Written request →
Write out each of the rows below line for line, without changing anything.

● ● ● ●

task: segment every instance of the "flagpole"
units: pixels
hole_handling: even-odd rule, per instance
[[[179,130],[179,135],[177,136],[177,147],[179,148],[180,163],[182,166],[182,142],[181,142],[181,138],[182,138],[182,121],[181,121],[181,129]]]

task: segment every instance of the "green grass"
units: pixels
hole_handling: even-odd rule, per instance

● ● ● ●

Full output →
task: segment every instance of the "flagpole"
units: pixels
hole_handling: even-odd rule, per instance
[[[179,130],[179,135],[177,136],[177,147],[179,148],[180,163],[182,166],[182,142],[181,142],[181,138],[182,138],[182,121],[181,121],[181,129]]]

task: segment every instance of the "green grass"
units: pixels
hole_handling: even-odd rule, per instance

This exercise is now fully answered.